- [TASK TO COMPLETE]:
From the first line to the last, transcribe the material exactly.

[RECORDS SHOWN Boundary: Start]

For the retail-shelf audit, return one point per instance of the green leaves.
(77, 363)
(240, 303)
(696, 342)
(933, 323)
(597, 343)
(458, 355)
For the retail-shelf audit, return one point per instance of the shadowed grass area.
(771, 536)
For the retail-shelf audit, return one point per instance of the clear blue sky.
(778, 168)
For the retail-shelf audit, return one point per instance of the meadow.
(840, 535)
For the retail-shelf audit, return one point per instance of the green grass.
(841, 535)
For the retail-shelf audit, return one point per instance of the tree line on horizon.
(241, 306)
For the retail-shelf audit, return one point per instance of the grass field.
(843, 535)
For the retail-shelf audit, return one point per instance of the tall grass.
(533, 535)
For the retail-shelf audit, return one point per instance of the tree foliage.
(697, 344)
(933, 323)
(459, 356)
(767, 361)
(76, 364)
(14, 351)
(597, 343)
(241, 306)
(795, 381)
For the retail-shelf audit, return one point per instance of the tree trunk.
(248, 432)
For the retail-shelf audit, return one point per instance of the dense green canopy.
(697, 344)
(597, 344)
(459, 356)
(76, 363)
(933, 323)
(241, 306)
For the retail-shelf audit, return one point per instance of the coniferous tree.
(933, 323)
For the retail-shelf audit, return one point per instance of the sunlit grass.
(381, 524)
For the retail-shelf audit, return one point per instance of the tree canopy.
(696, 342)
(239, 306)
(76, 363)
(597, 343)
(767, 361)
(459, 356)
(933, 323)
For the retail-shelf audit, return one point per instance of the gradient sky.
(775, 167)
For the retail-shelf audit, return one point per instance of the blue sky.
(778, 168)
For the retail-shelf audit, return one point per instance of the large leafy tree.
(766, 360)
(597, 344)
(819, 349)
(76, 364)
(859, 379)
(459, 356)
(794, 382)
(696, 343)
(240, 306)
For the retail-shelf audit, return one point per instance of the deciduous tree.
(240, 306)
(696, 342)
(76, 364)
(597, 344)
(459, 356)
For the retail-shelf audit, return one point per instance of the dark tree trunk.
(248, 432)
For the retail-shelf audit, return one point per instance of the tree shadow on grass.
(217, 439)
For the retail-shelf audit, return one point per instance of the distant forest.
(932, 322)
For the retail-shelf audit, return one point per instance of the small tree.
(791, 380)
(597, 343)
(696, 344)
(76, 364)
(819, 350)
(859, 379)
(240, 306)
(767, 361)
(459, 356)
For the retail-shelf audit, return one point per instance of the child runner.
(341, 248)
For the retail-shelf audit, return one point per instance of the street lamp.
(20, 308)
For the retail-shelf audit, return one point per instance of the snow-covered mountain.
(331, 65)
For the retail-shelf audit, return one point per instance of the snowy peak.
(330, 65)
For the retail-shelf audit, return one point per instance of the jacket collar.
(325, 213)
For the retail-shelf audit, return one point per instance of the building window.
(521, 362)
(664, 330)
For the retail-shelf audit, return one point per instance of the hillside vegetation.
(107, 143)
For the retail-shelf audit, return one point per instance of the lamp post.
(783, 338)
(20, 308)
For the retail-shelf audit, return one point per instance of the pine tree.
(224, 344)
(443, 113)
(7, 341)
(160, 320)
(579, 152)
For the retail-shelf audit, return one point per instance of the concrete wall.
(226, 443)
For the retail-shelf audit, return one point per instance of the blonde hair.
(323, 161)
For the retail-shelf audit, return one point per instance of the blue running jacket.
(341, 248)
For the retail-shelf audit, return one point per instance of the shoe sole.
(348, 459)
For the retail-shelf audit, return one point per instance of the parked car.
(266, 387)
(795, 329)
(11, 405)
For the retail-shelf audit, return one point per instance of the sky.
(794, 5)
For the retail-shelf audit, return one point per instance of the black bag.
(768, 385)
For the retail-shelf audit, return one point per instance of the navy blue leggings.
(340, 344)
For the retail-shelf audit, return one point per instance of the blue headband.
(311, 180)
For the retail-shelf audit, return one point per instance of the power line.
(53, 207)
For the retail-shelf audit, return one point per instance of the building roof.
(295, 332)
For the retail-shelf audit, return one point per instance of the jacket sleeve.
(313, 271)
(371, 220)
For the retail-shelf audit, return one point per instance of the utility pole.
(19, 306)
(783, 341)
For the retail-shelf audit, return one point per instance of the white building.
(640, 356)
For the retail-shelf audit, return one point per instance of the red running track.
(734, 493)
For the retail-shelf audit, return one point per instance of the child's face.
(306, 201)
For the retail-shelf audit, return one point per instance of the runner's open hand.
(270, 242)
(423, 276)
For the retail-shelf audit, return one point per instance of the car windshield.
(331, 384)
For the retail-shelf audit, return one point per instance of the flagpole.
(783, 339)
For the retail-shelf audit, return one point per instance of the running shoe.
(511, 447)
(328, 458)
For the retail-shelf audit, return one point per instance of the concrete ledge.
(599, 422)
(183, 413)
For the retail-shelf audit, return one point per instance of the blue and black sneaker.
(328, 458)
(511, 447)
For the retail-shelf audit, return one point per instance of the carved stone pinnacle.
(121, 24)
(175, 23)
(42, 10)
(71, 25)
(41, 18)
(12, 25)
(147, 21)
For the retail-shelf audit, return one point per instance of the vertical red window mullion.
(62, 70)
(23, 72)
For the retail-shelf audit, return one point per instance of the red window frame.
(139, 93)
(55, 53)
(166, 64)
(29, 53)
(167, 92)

[RECORDS SHOWN Boundary: End]

- [TASK RESPONSE]:
For the retail-shelf audit, return one point per instance of the green leaves.
(77, 363)
(240, 303)
(696, 342)
(933, 323)
(597, 343)
(458, 355)
For the retail-shelf audit, return one point per instance of the shadowed grass area.
(771, 536)
For the retail-shelf audit, return one point per instance of the clear blue sky.
(778, 168)
For the retail-shelf audit, return one point per instance of the meadow.
(840, 535)
For the retail-shelf audit, return one point per instance of the green grass.
(841, 535)
For the retail-shelf audit, return one point per instance of the tree line on horizon.
(241, 306)
For the retail-shelf audit, return one point per instance of the grass field.
(843, 535)
For the retail-shelf audit, return one point per instance of the tall grass.
(533, 535)
For the retail-shelf audit, return one point per instance of the tree foliage.
(697, 344)
(933, 323)
(459, 356)
(767, 361)
(76, 364)
(14, 351)
(597, 343)
(241, 306)
(795, 381)
For the retail-shelf audit, return one point per instance of the tree trunk.
(248, 432)
For the retail-shelf audit, return one point per instance of the dense green canopy.
(697, 344)
(597, 344)
(459, 356)
(76, 363)
(933, 323)
(241, 306)
For the retail-shelf audit, return one point per instance of the coniferous tree.
(933, 323)
For the retail-shelf audit, return one point per instance of the sunlit grass.
(381, 524)
For the retail-shelf audit, return one point per instance of the tree canopy.
(696, 342)
(239, 306)
(76, 363)
(597, 343)
(767, 361)
(459, 356)
(933, 323)
For the retail-shelf audit, return one point per instance of the gradient sky.
(775, 167)
For the retail-shelf audit, return one point per instance of the blue sky.
(778, 168)
For the retail-shelf audit, return one point per instance of the large leafy tree.
(766, 360)
(597, 344)
(819, 349)
(76, 364)
(859, 379)
(459, 356)
(794, 382)
(696, 343)
(240, 306)
For the retail-shelf audit, return one point per instance of the deciduous tree.
(240, 306)
(696, 342)
(76, 364)
(597, 344)
(459, 356)
For the retail-shelf audit, return one point per instance of the dark tree trunk.
(248, 432)
For the retail-shelf audit, return one point per instance of the tree shadow on grass.
(217, 439)
For the retail-shelf audit, return one point per instance of the distant forest.
(932, 322)
For the retail-shelf audit, return one point per instance of the small tree.
(791, 380)
(597, 343)
(696, 344)
(76, 364)
(819, 350)
(859, 379)
(240, 306)
(767, 361)
(459, 356)
For the retail-shelf audit, return one point per instance of the child runner.
(341, 248)
For the retail-shelf audit, return one point per instance of the street lamp.
(20, 308)
For the retail-shelf audit, return one point per instance of the snow-covered mountain.
(331, 65)
For the retail-shelf audit, return one point per instance of the snowy peak.
(330, 65)
For the retail-shelf audit, return one point per instance of the jacket collar.
(325, 213)
For the retail-shelf audit, return one point per instance of the building window.
(521, 362)
(664, 330)
For the retail-shelf audit, return one point per instance of the hillside vegetation.
(107, 143)
For the retail-shelf audit, return one point per instance of the lamp post.
(783, 338)
(20, 308)
For the retail-shelf audit, return one point per instance of the pine tree.
(224, 344)
(443, 113)
(7, 341)
(160, 320)
(579, 152)
For the retail-shelf audit, return one point per instance of the concrete wall.
(226, 443)
For the retail-shelf audit, return one point per instance of the blonde hair.
(323, 161)
For the retail-shelf audit, return one point per instance of the blue running jacket.
(341, 248)
For the retail-shelf audit, return one point per instance of the shoe sole.
(348, 459)
For the retail-shelf audit, return one point per instance of the parked car.
(266, 387)
(795, 329)
(11, 405)
For the retail-shelf audit, return one point per instance of the sky.
(794, 5)
For the retail-shelf audit, return one point per instance of the black bag.
(768, 385)
For the retail-shelf audit, return one point per instance of the navy blue leggings.
(340, 344)
For the retail-shelf audit, return one point per instance of the blue headband.
(311, 180)
For the retail-shelf audit, return one point per instance of the power line.
(53, 207)
For the retail-shelf audit, return one point per instance of the building roof.
(295, 332)
For the retail-shelf audit, return one point per instance of the jacket sleeve.
(313, 271)
(371, 220)
For the retail-shelf audit, return one point per instance of the utility pole.
(19, 306)
(783, 341)
For the retail-shelf audit, return one point per instance of the white building.
(640, 356)
For the retail-shelf audit, return one point per instance of the red running track.
(734, 493)
For the retail-shelf audit, return one point per instance of the child's face.
(306, 201)
For the retail-shelf audit, return one point per instance of the runner's open hand.
(270, 242)
(423, 276)
For the retail-shelf audit, return one point per instance of the car windshield.
(331, 384)
For the retail-shelf audit, return one point per instance of the flagpole.
(783, 339)
For the retail-shelf audit, return one point per instance of the running shoe.
(511, 447)
(328, 458)
For the retail-shelf audit, return one point per instance of the concrete ledge.
(599, 422)
(183, 413)
For the retail-shelf audit, return one point per instance of the blue and black sneaker.
(328, 458)
(511, 447)
For the retail-shelf audit, return one point per instance of the carved stone pinnacle.
(121, 24)
(175, 23)
(42, 10)
(71, 25)
(41, 18)
(12, 25)
(147, 21)
For the retail-shelf audit, return one point per instance of the vertical red window mullion.
(62, 70)
(23, 72)
For the retail-shelf audit, return one point per instance of the red window frame.
(139, 93)
(55, 53)
(166, 64)
(29, 53)
(167, 92)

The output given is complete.